ИСХОДНЫЙ ТЕКСТ:
--*--

Получив столь лестное для себя (за небольшим, но непритным исключением) послание митрополита, понтифик не без удовольствия вмешался в дела Константинопольской церкви в роли почетного и абсолютного судьи. Однако, к неудовольствию греков, начал с того, что вернулся к вопросу о каноничности поставления патриархом св. Фотия.

В своем ответном письме он выразил недоумение тем обстоятельством, что в послании восточного клира говорилось о низложении св. Фотия, а в послании императора – о добровольном оставлении им патриаршего престола. Эта разница слишком существенна, заметил понтифик, чтобы пропустить ее мимо. А поэтому потребовал прислать в Рим восточных епископов, дабы исследовать все обстоятельства дела, после чего (не раньше) готов будет вынести окончательное суждение по данному вопросу. «Ибо святая Римская церковь служит как бы зеркалом и образцом для прочих церквей, и что она постановит, то остается нерушимым на вечные времена»129.

--*--

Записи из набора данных
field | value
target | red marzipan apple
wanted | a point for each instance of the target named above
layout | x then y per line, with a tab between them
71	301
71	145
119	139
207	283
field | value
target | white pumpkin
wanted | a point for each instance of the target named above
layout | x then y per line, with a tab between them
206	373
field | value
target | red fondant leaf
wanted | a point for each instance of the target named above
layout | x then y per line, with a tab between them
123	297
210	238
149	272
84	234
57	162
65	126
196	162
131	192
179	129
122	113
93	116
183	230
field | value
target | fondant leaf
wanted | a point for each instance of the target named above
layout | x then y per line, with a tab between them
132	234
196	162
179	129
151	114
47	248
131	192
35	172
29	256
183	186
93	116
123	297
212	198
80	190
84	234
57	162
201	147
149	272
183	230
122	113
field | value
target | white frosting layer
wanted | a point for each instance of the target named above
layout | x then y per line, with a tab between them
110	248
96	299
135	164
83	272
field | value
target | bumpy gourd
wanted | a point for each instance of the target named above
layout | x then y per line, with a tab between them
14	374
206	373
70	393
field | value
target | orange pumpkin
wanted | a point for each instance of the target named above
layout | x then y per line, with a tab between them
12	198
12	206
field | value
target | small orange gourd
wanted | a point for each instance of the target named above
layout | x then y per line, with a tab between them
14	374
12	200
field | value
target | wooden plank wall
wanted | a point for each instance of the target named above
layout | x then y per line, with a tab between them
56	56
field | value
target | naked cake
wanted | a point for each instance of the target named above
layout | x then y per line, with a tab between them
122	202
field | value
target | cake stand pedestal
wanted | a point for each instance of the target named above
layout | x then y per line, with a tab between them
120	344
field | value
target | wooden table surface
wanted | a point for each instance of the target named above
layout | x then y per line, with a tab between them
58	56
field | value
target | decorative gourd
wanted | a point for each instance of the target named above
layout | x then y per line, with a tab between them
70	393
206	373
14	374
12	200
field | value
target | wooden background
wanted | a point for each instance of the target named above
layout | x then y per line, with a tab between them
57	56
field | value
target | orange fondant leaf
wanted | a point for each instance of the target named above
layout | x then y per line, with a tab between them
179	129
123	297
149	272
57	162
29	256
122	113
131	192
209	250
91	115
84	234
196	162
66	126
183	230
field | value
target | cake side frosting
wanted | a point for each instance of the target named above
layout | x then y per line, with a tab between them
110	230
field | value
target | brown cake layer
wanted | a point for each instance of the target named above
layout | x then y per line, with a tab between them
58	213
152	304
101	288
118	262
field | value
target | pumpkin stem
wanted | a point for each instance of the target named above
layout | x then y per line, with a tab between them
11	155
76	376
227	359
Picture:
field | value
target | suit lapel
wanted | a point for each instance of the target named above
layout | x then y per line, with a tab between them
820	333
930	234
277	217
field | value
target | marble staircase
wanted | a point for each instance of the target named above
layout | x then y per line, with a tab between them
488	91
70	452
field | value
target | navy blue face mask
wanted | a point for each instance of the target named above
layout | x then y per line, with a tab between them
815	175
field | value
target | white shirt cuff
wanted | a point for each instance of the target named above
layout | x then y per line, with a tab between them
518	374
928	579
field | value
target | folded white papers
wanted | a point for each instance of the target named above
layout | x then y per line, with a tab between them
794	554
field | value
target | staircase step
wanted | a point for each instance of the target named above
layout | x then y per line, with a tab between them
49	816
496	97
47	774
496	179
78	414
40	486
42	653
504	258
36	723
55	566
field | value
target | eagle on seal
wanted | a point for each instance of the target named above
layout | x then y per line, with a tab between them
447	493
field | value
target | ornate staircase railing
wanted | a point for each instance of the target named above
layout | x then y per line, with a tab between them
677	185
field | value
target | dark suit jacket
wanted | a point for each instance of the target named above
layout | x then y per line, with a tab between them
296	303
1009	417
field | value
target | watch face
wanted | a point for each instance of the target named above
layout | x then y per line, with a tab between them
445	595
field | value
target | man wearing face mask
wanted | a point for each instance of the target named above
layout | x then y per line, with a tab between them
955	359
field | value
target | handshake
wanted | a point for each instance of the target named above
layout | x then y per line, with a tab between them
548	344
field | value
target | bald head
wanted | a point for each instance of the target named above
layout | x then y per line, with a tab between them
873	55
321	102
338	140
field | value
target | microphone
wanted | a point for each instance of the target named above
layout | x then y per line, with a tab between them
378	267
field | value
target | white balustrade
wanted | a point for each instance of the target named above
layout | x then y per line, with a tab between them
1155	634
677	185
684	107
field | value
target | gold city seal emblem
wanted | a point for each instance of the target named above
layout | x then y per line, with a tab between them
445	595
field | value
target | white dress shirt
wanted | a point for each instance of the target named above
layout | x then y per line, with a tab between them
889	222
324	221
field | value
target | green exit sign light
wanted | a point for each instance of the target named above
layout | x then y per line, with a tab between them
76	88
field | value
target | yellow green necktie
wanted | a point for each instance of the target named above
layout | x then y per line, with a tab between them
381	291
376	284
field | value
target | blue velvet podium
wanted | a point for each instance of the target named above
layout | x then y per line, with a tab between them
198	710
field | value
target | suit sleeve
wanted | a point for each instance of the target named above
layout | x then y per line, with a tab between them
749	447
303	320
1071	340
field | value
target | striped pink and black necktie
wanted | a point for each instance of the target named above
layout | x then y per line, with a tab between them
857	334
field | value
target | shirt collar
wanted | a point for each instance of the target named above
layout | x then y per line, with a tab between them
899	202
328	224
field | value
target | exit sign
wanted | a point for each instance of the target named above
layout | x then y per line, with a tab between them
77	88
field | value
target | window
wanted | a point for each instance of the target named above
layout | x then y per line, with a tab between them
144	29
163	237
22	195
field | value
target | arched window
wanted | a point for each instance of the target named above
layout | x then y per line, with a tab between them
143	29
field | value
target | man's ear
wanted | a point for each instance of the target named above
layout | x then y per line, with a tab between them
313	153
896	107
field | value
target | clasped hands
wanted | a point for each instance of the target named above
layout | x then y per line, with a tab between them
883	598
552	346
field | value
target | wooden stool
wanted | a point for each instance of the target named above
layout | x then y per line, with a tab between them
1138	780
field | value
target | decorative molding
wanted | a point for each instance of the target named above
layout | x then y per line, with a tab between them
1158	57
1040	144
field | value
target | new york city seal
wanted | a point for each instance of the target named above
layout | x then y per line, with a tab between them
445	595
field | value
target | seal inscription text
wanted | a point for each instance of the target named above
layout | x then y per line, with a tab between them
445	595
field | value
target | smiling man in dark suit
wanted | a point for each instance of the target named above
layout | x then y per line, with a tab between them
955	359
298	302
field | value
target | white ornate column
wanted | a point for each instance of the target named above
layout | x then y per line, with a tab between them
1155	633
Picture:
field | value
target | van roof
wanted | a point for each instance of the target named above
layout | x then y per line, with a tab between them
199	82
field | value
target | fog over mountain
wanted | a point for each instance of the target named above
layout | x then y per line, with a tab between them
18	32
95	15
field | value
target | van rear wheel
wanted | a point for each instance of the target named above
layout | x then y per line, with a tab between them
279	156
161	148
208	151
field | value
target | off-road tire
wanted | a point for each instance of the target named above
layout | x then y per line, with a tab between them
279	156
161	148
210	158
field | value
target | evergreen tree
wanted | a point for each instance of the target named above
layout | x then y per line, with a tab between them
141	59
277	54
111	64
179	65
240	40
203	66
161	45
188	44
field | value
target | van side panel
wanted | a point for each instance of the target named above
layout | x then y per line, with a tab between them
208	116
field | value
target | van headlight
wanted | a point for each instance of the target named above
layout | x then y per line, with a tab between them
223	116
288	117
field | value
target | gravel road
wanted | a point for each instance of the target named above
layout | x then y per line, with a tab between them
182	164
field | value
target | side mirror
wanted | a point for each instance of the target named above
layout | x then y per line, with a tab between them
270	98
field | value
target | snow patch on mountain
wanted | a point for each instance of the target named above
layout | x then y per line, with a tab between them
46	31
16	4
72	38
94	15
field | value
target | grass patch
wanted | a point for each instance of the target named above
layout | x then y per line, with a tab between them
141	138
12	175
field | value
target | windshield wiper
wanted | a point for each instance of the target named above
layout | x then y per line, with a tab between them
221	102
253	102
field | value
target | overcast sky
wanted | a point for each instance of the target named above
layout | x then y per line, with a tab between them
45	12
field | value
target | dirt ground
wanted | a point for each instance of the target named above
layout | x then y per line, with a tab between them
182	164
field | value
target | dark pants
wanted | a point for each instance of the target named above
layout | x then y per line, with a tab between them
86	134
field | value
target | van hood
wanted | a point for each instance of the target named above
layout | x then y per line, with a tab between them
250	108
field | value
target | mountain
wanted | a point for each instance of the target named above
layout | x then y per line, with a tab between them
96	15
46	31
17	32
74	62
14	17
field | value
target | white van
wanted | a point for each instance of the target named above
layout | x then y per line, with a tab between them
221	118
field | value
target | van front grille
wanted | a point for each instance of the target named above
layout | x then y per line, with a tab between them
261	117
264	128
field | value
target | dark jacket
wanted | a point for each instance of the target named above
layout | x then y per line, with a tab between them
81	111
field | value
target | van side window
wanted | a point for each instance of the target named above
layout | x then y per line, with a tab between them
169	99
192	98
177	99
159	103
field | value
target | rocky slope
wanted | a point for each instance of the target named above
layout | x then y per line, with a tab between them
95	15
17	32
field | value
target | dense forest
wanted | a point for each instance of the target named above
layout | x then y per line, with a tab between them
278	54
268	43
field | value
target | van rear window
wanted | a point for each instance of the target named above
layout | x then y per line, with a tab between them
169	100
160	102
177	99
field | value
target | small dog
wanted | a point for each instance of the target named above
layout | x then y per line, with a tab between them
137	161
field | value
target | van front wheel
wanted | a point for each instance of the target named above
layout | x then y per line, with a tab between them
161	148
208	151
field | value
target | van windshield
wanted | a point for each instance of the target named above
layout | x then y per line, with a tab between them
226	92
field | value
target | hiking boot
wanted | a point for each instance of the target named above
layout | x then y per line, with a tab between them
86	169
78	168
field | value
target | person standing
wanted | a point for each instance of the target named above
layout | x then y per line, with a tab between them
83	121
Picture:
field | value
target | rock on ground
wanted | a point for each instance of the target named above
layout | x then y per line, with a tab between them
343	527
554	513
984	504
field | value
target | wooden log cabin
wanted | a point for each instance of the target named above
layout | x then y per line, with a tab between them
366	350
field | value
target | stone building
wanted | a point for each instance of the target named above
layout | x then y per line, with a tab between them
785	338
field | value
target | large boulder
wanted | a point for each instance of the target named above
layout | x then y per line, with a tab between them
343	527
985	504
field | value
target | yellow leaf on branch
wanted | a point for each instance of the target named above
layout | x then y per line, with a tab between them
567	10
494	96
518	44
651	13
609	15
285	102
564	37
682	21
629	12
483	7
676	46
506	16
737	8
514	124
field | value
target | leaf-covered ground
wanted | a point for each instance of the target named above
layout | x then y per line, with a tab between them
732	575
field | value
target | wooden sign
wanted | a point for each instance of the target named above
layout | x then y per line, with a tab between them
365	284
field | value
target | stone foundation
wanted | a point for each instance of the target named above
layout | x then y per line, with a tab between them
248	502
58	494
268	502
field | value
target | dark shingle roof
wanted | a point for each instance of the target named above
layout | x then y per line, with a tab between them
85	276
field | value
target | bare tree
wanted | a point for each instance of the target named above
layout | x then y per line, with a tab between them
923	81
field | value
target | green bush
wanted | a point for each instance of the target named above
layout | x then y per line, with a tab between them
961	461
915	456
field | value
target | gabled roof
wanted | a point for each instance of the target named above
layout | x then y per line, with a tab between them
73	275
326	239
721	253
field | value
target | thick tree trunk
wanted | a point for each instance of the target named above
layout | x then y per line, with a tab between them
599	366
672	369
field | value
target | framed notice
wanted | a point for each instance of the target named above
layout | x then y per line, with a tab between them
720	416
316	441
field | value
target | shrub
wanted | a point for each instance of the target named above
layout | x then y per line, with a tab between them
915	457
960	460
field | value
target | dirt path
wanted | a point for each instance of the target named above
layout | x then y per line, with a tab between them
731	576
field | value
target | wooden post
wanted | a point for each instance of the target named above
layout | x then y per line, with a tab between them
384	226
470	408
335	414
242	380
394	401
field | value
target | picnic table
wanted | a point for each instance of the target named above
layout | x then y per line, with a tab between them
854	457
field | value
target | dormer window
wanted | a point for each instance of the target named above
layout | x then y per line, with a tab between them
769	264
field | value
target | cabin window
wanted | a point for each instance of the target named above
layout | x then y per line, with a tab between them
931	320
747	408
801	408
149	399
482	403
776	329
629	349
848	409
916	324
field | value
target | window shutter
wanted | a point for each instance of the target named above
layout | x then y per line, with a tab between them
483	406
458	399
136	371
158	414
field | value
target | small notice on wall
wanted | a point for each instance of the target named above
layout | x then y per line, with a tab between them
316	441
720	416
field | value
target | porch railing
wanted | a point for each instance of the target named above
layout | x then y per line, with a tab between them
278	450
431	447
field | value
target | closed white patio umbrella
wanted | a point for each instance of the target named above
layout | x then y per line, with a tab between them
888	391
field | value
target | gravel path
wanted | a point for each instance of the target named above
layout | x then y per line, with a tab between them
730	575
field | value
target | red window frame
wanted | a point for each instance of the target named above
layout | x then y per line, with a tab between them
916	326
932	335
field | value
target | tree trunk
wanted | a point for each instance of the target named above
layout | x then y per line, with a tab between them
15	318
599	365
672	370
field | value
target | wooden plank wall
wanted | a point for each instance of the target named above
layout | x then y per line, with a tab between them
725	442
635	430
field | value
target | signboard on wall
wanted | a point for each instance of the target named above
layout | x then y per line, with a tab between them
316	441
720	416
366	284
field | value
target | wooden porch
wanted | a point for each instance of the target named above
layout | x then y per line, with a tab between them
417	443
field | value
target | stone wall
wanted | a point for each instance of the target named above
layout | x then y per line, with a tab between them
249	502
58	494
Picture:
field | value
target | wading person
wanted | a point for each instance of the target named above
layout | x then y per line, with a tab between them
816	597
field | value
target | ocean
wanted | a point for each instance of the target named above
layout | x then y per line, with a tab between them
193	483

--*--

ЗАДАНИЯ:
**a.** Почему, согласно отрывку о св. Фотии, понтифик потребовал прислать в Рим восточных епископов? Ответьте в одном–трех предложениях.
**b.** Напишите продолжение отрывка о каноничности поставления св. Фотия, начиная сразу после его последней фразы.

ОТВЕТЫ ПО ПОРЯДКУ:
**a.** В послании восточного клира говорилось о низложении св. Фотия, а в послании императора о добровольном оставлении им патриаршего престола. Понтифик счел эту разницу слишком существенной, чтобы пропустить ее, и хотел через епископов исследовать все обстоятельства дела, прежде чем вынести окончательное суждение.

**b.**
Письмо папы поставило Стилиана и его сторонников в крайне затруднительное положение. Получалось, что если св. Фотий добровольно оставил престол, то, следовательно, ранее он занимал его законно. Говорить же, что его низвергли – значит, утверждать заведомую ложь: ведь никакого специального Собора для повторного осуждения св. Фотия не собирали; и Рим прекрасно знал об этом. Целых 3 года «игнатиане» находились в размышлении относительно того, как отвечать апостолику; наконец ответ был подготовлен.

В ответном послании они пояснили, что якобы просто вышло недоразумение. Те, кто писал, будто св. Фотий отрекся добровольно от патриаршества, признавали его священническое достоинство, но они сами строго следовали приговорам пап Николая I и Адриана II. «Как мы могли признать осужденного добровольно отказавшимся?» – риторически вопрошали «игнатиане». Вместе с тем напомнили свою старую просьбу относительно тех, кто признавал св. Фотия патриархом по насилию, и ссылались на аналогичное желание императора, «который вывел нас из тьмы и сени смертной и даровал свет свободы». За счет таких хитроумных словопрений митрополит Стилиан и его партия надеялись выйти из сложного положения, одновременно с этим уклоняясь от категоричных суждений по главному вопросу – признают они св. Фотия легитимным патриархом или нет.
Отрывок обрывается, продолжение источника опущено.